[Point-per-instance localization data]
##############################

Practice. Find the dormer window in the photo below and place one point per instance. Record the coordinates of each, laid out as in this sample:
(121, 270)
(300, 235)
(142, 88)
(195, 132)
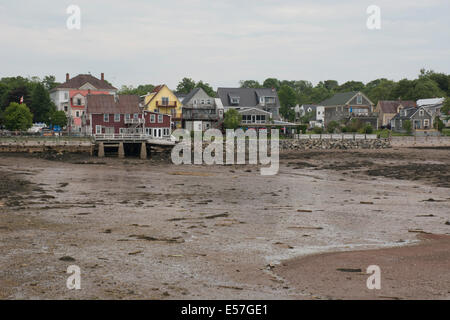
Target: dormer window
(235, 100)
(359, 99)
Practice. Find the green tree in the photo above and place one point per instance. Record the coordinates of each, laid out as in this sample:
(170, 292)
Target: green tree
(445, 110)
(49, 82)
(332, 126)
(17, 117)
(232, 119)
(185, 85)
(250, 84)
(438, 124)
(351, 86)
(205, 86)
(58, 118)
(41, 106)
(272, 83)
(407, 125)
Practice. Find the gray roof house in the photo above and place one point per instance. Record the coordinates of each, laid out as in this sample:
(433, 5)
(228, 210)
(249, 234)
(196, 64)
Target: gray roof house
(420, 118)
(264, 99)
(345, 106)
(200, 111)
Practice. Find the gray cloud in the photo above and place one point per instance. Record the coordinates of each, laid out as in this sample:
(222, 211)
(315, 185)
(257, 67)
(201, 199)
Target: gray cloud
(138, 41)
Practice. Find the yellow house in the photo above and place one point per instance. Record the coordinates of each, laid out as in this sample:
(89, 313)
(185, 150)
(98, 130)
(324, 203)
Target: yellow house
(164, 101)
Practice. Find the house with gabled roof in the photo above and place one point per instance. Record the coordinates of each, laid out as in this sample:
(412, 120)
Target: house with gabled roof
(251, 102)
(70, 96)
(163, 100)
(387, 109)
(345, 106)
(123, 114)
(201, 111)
(420, 118)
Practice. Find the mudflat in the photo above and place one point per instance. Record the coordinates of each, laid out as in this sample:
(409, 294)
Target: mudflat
(152, 230)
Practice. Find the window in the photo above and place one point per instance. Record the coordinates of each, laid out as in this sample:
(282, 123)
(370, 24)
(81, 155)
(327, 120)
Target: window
(359, 99)
(234, 100)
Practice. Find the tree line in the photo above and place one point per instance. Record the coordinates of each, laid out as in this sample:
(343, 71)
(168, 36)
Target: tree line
(24, 101)
(428, 84)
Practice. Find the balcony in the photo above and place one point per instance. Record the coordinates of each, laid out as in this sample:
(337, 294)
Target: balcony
(166, 104)
(134, 121)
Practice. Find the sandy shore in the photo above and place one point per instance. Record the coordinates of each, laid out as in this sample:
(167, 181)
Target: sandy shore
(152, 230)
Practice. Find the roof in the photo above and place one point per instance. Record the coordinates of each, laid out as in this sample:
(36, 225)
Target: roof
(81, 79)
(391, 106)
(340, 98)
(106, 103)
(248, 97)
(190, 95)
(409, 113)
(154, 93)
(424, 102)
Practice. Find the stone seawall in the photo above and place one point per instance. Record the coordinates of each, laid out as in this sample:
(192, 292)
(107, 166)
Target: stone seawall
(44, 145)
(305, 144)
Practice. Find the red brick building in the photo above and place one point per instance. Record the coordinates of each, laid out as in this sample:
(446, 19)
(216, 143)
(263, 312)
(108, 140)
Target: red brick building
(123, 114)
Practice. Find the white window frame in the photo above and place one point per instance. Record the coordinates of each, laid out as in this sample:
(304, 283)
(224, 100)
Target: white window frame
(359, 99)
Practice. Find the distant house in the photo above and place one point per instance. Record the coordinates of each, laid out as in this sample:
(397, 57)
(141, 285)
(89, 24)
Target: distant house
(387, 109)
(163, 100)
(420, 119)
(123, 114)
(346, 106)
(70, 96)
(316, 114)
(200, 111)
(257, 105)
(429, 102)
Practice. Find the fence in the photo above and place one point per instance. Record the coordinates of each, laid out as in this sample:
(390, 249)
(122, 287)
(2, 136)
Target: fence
(420, 141)
(351, 136)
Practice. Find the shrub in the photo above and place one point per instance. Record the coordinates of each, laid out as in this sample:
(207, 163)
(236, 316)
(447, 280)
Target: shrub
(317, 130)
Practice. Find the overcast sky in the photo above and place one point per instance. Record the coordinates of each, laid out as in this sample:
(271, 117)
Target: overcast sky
(221, 42)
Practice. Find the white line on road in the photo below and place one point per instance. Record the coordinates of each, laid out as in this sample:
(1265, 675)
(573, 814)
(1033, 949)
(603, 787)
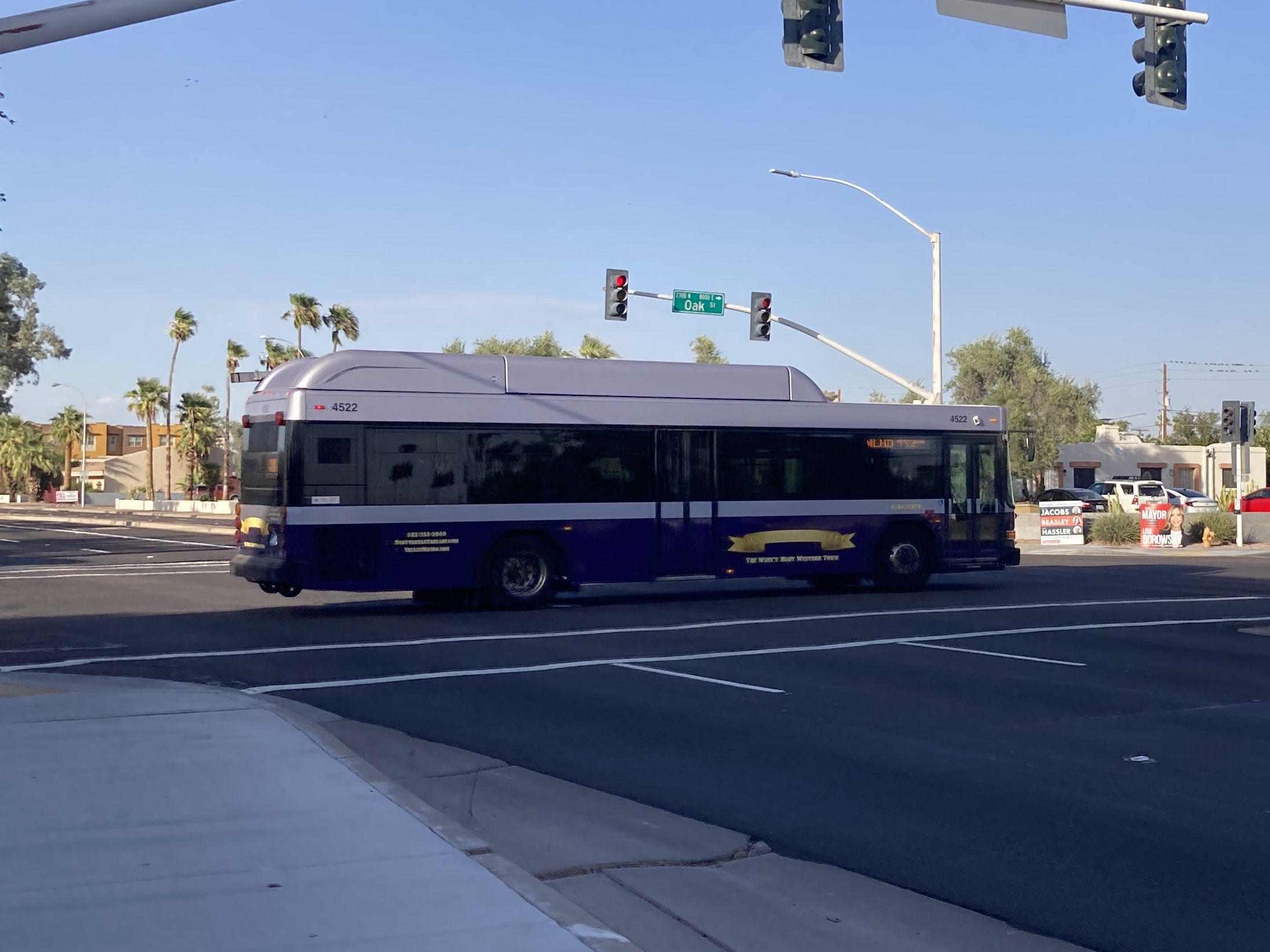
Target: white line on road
(639, 630)
(995, 654)
(108, 575)
(698, 677)
(709, 655)
(112, 566)
(115, 535)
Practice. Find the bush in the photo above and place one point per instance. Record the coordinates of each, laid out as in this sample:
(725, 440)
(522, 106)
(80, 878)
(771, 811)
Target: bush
(1117, 530)
(1221, 524)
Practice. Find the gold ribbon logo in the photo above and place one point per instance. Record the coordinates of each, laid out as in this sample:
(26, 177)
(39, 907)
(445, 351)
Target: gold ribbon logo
(261, 526)
(759, 541)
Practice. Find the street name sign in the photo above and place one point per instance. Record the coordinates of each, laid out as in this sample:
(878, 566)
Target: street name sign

##############################

Your instructions |
If a line in the entries above contains the word "below", copy it.

Task answer |
Practice. Find the dormer window in the photo below and place one point per instance. Record the coordinates of each, laid out as in this sample:
Practice. Find the white line on road in the photo below and place one point per instance. Record the coordinates of each, laid out as in this sample:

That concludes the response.